[Text provided start]

Jesus will raise us up physically from the dead. Jesus will also raise us spiritually. The empty tomb also means we live with peace and purpose. Jesus told Mary, Do not hold on to me, for I have not yet returned to the Father. Go instead to my brothers and tell them, ‘I am returning to my Father and your Father, to my God and your God.’” “My brothers,” Jesus called them. Jesus didn’t call them, “traitors,” or “scaredy-cats.” Jesus doesn’t kick them out of the family and the church. Jesus says, “my father and YOUR Father, my God and YOUR God.” The empty tomb announces that God the Father accepted his Son’s holy life and sacrificial death as the full payment for the world’s sins – including the sins of the disciples and your sins and mine. The empty tomb proclaims peace. The empty tomb also proclaims purpose.

I don’t know what Mary Magdalene did with those spices. Did she use them on someone else? Did she keep them as a memento? She didn’t use them on Jesus. Instead Jesus used Mary as an apostle to the Apostles. Jesus sent Mary for the sole purpose of proclaiming peace to the Apostles and in turn the Apostles would be sent to proclaim to peace to the world. That was their mission for the rest of their lives, and as Christians that mission is now our mission. It’s our turn. We turn from “Come and See” investigation to our “Go and Tell” purpose. Share the good news of the empty tomb. Don’t just tell people how your Easter weekend was. Tell them what your Easter means. Tell them your Easter was empty, and that empty never felt so good. An empty tomb means a full life, a life filled with forgiveness and filled with peace and filled with joy. Amen.

[Text provided end]
[Given records start]

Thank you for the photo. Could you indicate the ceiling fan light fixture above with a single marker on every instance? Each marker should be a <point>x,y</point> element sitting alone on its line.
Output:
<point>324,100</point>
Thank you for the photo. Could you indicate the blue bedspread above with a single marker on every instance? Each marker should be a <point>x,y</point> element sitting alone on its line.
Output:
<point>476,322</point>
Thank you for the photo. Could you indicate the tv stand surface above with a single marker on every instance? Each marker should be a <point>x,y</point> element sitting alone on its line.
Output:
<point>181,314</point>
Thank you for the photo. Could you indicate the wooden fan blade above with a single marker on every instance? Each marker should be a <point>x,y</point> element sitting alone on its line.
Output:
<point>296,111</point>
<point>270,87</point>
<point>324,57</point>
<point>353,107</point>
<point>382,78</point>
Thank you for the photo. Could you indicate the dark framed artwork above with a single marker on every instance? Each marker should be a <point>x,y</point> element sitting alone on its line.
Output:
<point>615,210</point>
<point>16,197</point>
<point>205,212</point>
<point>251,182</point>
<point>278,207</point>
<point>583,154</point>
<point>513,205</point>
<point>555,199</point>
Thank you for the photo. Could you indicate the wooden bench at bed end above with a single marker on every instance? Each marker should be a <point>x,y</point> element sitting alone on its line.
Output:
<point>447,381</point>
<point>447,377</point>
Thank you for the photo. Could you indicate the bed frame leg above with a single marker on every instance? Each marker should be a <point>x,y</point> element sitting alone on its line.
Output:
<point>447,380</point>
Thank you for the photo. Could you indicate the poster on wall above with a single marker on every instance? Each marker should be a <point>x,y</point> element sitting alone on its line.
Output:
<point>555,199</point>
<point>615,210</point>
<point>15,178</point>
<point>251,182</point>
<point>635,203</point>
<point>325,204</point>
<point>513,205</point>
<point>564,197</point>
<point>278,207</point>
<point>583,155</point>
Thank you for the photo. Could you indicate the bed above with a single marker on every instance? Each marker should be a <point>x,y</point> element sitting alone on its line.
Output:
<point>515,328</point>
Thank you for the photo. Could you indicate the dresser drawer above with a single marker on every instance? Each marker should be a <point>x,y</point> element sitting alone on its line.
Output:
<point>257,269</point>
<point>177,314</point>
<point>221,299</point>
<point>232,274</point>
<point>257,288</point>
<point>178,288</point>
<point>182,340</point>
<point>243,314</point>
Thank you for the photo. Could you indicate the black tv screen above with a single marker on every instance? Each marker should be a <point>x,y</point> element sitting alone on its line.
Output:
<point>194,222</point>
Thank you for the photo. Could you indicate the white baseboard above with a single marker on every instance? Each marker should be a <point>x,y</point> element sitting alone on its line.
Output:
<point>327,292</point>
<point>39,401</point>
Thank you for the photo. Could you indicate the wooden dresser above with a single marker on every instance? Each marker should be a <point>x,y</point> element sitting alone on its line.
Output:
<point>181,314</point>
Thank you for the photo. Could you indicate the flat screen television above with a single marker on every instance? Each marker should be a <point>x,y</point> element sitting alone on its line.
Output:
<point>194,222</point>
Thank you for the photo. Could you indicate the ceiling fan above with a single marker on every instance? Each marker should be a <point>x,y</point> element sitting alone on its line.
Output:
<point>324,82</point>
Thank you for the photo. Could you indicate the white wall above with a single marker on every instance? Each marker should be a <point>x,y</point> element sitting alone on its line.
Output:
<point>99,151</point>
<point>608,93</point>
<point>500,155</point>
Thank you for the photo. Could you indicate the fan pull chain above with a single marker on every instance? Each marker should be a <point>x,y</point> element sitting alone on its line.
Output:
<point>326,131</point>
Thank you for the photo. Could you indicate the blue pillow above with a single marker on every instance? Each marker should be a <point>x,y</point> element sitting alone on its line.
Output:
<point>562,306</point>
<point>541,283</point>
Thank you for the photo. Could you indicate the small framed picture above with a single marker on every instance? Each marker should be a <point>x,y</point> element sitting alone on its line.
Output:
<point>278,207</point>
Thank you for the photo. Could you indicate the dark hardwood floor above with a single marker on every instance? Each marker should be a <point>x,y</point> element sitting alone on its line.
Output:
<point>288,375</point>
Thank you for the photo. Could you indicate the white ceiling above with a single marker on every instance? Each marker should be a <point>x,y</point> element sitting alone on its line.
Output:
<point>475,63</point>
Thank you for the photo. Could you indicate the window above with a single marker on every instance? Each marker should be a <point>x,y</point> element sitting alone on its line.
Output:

[Given records end]

Your task
Copy the passage on the empty tomb from "Jesus will raise" up to and including "also proclaims purpose.", switching "peace" to "hope" throughout. The listing is separate material, unrelated to the passage on the empty tomb.

Task response
Jesus will raise us up physically from the dead. Jesus will also raise us spiritually. The empty tomb also means we live with hope and purpose. Jesus told Mary, Do not hold on to me, for I have not yet returned to the Father. Go instead to my brothers and tell them, ‘I am returning to my Father and your Father, to my God and your God.’” “My brothers,” Jesus called them. Jesus didn’t call them, “traitors,” or “scaredy-cats.” Jesus doesn’t kick them out of the family and the church. Jesus says, “my father and YOUR Father, my God and YOUR God.” The empty tomb announces that God the Father accepted his Son’s holy life and sacrificial death as the full payment for the world’s sins – including the sins of the disciples and your sins and mine. The empty tomb proclaims hope. The empty tomb also proclaims purpose.